COMPITO BREVE
Per favore, conta le righe qui sotto che contengono la parola "wheel" e scrivi soltanto il numero.

RIGHE FORNITE
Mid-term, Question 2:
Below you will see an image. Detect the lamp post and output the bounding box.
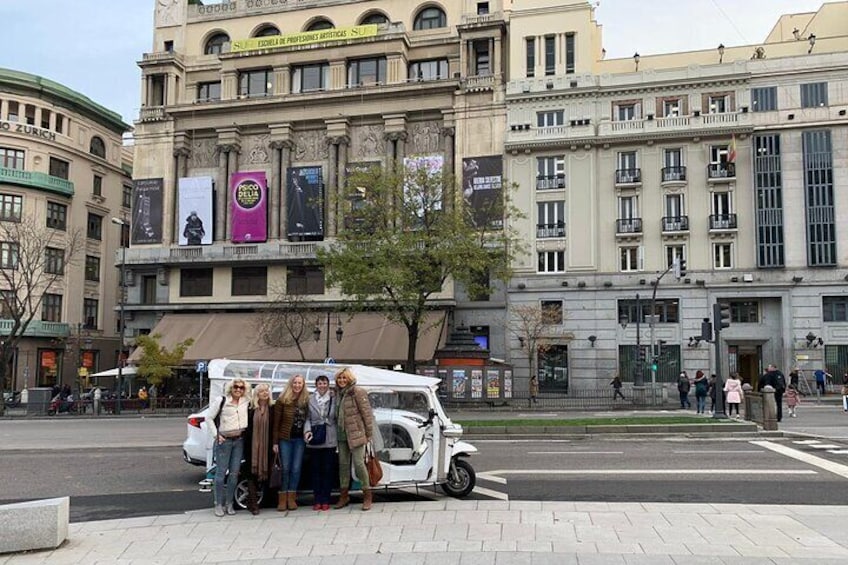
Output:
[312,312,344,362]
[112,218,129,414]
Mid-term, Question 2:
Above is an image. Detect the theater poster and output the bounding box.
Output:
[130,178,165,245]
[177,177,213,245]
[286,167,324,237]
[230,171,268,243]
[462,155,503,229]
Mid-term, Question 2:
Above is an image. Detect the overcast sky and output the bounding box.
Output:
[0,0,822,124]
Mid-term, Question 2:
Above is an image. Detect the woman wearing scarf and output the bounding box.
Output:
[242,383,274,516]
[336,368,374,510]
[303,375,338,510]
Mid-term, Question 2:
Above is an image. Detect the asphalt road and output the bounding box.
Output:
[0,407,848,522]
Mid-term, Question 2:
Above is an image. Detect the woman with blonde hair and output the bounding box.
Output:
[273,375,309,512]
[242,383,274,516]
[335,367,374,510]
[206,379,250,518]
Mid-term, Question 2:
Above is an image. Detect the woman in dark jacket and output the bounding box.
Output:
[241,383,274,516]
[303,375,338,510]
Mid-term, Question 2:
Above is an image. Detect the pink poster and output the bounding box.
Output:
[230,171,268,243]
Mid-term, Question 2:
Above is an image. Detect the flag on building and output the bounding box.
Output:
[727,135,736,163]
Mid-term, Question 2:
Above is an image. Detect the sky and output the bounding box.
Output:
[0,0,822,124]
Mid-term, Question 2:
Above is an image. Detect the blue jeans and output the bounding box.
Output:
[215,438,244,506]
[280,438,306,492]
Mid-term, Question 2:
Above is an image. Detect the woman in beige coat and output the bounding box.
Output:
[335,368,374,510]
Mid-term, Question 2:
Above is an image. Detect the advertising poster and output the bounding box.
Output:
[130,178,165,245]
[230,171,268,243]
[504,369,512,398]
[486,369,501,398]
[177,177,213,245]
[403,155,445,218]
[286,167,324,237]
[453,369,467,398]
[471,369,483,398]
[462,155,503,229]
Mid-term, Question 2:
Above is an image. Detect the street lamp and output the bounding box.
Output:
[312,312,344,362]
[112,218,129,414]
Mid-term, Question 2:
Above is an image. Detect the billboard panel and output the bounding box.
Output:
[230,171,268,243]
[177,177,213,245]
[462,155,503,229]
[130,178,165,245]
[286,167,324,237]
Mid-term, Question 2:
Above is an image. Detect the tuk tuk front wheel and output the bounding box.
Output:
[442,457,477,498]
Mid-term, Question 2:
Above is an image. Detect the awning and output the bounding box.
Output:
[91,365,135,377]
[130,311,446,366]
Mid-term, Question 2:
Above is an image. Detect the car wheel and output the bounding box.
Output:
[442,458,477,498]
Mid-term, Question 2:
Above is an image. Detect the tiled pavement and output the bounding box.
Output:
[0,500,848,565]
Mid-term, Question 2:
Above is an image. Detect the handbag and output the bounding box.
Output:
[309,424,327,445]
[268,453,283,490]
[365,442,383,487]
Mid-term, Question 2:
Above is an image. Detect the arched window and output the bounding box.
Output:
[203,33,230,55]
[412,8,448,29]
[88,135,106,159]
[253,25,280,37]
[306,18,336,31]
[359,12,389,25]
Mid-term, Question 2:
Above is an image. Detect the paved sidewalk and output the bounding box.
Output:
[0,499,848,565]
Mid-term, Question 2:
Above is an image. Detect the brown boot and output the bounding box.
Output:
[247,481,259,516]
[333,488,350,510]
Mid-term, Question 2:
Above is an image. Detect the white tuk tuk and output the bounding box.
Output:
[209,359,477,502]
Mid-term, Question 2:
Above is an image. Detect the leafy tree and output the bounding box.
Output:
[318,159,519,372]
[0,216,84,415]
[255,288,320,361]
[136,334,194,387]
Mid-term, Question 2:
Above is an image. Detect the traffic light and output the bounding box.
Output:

RISULTATO DELL'ESERCIZIO
2